**A block of data**
+===+

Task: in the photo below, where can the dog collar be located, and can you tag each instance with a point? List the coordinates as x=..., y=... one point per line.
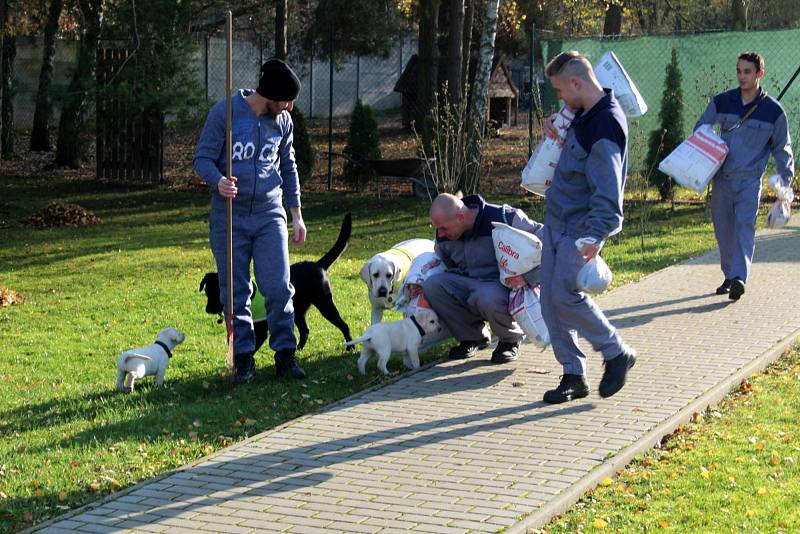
x=419, y=328
x=166, y=349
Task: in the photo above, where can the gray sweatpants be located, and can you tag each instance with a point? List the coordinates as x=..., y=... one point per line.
x=568, y=311
x=734, y=208
x=464, y=303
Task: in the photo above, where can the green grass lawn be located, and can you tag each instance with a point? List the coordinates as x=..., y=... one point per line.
x=69, y=437
x=735, y=468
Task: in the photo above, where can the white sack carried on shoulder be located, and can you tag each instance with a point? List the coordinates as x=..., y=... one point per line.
x=525, y=308
x=595, y=276
x=610, y=73
x=423, y=267
x=538, y=172
x=695, y=161
x=517, y=252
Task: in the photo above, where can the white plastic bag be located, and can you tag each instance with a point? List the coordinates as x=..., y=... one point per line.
x=538, y=172
x=595, y=276
x=526, y=309
x=516, y=251
x=610, y=73
x=695, y=161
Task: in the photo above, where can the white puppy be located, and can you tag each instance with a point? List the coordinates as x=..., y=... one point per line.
x=384, y=273
x=400, y=336
x=153, y=359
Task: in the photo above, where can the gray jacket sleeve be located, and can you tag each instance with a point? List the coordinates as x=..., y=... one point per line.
x=709, y=116
x=604, y=173
x=782, y=150
x=522, y=222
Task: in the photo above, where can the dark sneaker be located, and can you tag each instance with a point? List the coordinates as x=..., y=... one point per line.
x=506, y=351
x=725, y=288
x=737, y=289
x=467, y=349
x=285, y=363
x=571, y=387
x=245, y=368
x=616, y=369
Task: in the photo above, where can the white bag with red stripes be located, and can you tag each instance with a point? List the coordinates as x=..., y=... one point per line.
x=538, y=173
x=695, y=162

+===+

Please rewrite the items above with every "tag" changed to "mark" and nothing else altered, leaving out the pictures.

**Finished task**
Task: in the photo below, where can the dog collar be located, and can you mark each instance with a point? List the coordinates as x=..., y=... one point per line.
x=419, y=328
x=166, y=349
Task: in the photo above, where can the gray sweatpants be located, and can you mark each instance with a point? List the coordinates as x=..., y=... one point per line.
x=568, y=311
x=734, y=208
x=464, y=303
Task: in the photo above, where can the green grass lawn be located, and can you mark each instance with a point? List the coordinates as x=..., y=... one point per line.
x=69, y=437
x=735, y=468
Task: in the photo above, where can the white sack carried on shoulder be located, and can you mark each instance with a point? List the coordinates as x=..., y=... one point per line.
x=525, y=308
x=595, y=276
x=610, y=73
x=423, y=267
x=538, y=172
x=695, y=161
x=517, y=252
Task: in the photo above, where can the white plastic bag be located, and can you mark each instance with a point? List the coordinates as x=..., y=... one point per line.
x=538, y=172
x=595, y=276
x=526, y=309
x=516, y=251
x=610, y=73
x=695, y=161
Task: in the photo above, where can the white puppy be located, and can you mark each instance with a point? List the coordinates as x=..., y=... one point per line.
x=384, y=273
x=400, y=336
x=153, y=359
Task: in the photo above, where can the gray jacket sleeve be located, and can you mark each instance with a point? List the coordinates as x=..., y=... one point per line.
x=709, y=116
x=604, y=173
x=782, y=150
x=522, y=222
Task: in the photo above, where can the dark sneaker be located, and can you mark each instance with a point? List the coordinates as x=..., y=... one point per line.
x=506, y=351
x=725, y=288
x=737, y=289
x=467, y=349
x=285, y=363
x=571, y=387
x=245, y=368
x=616, y=369
Task: in the photo above, where can the white bag with red stripes be located, and can you mark each instance with a point? List the coordinates as x=..., y=... one point per line.
x=538, y=173
x=695, y=162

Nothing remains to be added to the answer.